▸ LISTED RECORDS:
━━━━━━━━━━━━━━━━━━━━

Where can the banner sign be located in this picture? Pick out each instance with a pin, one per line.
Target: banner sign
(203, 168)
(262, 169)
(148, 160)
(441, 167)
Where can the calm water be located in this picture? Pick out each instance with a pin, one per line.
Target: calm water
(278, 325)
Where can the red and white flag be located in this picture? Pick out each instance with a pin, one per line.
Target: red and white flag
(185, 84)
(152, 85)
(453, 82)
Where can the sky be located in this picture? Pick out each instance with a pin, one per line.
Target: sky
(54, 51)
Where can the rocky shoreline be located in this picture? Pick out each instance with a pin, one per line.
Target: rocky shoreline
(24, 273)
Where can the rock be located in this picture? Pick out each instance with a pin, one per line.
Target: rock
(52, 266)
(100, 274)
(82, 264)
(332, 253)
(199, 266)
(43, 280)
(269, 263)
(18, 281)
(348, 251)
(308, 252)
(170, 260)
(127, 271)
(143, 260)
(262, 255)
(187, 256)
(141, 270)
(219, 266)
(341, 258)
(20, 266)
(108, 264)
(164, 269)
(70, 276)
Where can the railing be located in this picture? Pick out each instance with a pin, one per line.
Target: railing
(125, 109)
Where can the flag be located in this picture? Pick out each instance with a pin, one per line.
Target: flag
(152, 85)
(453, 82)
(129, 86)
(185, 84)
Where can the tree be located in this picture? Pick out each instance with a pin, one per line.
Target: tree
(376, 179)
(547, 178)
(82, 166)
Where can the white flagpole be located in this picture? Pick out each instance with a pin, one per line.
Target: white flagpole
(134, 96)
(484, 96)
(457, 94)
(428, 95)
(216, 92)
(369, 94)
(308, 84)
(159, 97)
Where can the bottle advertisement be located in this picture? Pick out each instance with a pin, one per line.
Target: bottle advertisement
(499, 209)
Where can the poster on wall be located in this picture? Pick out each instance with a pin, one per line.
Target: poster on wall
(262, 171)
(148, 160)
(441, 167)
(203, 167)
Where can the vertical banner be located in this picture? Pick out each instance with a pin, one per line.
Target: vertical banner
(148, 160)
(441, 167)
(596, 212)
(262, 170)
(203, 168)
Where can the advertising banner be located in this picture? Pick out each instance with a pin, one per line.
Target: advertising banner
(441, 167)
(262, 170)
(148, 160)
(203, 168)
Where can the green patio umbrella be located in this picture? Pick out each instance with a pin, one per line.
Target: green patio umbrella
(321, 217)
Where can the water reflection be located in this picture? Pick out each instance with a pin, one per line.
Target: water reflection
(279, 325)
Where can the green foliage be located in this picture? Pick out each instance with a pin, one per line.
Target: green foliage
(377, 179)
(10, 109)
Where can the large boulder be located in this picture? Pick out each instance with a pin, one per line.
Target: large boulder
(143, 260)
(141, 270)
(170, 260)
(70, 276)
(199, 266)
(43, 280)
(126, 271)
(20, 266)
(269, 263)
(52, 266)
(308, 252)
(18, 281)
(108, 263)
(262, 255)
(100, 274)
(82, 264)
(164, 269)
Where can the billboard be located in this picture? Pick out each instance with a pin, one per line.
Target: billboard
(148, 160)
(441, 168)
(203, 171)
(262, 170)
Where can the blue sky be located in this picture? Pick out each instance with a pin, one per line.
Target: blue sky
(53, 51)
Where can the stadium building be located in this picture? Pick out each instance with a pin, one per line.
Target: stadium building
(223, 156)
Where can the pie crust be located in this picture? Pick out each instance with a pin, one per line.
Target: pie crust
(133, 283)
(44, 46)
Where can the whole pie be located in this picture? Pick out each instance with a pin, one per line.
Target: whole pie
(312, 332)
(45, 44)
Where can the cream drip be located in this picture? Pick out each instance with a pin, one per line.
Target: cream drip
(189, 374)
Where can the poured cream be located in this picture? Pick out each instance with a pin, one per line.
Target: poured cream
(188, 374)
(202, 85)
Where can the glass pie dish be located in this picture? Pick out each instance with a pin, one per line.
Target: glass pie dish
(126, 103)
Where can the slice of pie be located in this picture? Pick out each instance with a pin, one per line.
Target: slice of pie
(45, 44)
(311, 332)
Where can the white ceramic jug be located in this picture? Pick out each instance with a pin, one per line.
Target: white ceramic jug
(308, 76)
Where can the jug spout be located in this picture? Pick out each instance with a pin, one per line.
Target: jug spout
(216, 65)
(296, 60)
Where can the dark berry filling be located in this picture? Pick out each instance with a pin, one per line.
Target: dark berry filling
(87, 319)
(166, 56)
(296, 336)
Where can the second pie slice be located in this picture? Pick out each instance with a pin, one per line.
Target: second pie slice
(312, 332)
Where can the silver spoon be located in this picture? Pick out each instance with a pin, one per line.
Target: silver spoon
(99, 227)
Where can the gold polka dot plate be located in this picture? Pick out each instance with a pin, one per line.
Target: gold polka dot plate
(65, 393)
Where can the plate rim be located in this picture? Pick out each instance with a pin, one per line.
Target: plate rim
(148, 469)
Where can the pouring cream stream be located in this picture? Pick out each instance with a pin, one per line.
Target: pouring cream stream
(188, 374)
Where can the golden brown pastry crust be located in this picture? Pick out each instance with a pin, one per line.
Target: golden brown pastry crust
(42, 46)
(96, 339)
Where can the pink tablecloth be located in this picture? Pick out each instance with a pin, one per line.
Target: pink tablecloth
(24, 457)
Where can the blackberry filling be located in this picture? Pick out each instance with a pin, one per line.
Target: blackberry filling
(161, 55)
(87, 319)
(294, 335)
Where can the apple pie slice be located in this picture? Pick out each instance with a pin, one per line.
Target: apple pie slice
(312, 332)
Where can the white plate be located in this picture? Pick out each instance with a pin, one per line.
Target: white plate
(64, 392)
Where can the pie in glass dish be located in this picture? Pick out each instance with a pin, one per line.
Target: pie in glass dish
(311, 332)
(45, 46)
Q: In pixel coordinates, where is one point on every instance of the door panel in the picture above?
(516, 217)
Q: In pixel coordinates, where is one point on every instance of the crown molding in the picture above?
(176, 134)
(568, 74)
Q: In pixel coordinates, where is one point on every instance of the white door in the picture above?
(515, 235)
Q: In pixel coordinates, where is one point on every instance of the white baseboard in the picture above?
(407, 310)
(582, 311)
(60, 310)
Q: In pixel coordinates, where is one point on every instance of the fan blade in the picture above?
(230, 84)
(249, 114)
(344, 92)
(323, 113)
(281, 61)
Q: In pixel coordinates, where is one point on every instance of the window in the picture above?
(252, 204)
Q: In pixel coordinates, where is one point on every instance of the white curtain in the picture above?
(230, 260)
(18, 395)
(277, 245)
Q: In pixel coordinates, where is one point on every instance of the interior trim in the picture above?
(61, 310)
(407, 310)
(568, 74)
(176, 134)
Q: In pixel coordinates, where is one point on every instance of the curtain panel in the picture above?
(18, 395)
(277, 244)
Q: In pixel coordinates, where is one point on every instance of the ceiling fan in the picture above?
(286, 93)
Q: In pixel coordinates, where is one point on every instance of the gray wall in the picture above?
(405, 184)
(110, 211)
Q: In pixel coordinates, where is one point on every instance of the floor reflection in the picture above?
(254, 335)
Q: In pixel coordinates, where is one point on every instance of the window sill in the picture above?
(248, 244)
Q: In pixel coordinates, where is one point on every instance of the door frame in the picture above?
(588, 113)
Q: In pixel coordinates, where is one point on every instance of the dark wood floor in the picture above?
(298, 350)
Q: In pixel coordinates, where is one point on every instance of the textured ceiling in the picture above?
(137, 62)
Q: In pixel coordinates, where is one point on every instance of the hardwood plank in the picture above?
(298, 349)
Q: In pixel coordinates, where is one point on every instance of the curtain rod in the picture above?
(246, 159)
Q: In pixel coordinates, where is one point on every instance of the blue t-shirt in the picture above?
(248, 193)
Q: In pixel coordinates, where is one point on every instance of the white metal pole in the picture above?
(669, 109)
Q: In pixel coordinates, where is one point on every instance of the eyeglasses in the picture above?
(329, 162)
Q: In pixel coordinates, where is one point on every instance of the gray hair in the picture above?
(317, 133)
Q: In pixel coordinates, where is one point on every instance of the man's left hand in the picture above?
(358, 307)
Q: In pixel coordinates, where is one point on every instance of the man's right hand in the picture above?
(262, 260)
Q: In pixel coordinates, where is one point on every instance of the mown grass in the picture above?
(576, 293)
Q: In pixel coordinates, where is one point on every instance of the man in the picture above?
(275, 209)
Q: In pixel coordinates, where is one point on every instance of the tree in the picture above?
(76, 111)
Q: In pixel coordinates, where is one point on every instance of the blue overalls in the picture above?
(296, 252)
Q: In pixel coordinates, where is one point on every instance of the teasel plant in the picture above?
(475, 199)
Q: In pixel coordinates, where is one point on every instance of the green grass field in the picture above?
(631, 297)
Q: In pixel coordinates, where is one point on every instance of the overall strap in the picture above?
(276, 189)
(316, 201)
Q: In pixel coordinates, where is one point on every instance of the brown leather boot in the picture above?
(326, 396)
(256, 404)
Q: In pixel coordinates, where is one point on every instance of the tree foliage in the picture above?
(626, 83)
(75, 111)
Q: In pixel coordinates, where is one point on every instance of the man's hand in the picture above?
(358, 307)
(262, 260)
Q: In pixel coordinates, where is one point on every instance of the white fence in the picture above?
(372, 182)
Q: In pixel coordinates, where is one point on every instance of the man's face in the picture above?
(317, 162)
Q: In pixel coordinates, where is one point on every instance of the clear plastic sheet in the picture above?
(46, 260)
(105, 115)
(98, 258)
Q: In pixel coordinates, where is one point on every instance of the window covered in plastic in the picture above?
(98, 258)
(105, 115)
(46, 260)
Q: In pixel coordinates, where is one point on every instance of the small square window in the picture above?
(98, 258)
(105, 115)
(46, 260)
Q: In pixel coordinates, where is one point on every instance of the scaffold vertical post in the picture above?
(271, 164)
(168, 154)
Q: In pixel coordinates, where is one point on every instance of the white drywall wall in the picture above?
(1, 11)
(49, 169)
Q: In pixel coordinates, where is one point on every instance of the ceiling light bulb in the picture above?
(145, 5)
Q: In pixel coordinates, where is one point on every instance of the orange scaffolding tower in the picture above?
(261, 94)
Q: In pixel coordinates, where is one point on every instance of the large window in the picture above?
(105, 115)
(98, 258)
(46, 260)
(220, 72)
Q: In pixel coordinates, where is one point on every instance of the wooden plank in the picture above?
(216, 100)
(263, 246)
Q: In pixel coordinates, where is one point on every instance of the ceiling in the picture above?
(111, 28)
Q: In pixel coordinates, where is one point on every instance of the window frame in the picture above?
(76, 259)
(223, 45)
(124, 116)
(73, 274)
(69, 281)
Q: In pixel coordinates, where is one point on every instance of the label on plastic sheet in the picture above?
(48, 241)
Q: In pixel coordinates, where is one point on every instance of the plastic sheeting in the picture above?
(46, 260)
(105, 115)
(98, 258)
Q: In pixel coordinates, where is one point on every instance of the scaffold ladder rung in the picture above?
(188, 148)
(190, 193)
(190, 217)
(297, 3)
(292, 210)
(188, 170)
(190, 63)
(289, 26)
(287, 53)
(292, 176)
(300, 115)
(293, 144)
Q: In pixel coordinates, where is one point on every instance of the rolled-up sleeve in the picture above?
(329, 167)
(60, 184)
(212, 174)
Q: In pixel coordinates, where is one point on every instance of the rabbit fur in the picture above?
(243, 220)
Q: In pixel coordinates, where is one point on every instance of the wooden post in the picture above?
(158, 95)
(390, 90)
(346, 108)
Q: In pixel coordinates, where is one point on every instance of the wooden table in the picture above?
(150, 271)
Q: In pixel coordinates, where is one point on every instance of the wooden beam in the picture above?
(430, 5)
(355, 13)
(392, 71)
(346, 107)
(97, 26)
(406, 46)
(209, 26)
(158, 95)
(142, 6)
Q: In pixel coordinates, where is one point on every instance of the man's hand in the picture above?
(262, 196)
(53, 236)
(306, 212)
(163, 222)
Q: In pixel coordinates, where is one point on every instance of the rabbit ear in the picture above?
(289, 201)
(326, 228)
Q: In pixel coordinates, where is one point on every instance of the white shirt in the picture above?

━━━━━━━━━━━━━━━━━━━━

▸ WORK ITEM:
Quote the data above verbatim from its first line to the line that includes "Where can the rocky", with both boundary lines retained.

▸ RESPONSE TO THE TASK:
Where can the banner sign be located in this picture? Pick out each instance with a pin, one per line.
Target: banner sign
(203, 168)
(262, 169)
(148, 160)
(441, 167)
Where can the calm water be located in this picture? Pick out each instance with a pin, one per line.
Target: calm water
(278, 325)
Where can the red and white flag be located in this picture? Pick out each instance with a pin, one per line.
Target: red and white flag
(185, 84)
(152, 85)
(453, 82)
Where can the sky be located in this picture? Pick out each instance with a pin, one per line.
Target: sky
(54, 51)
Where can the rocky shoreline be located in this picture? Pick out each instance with a pin, one per line.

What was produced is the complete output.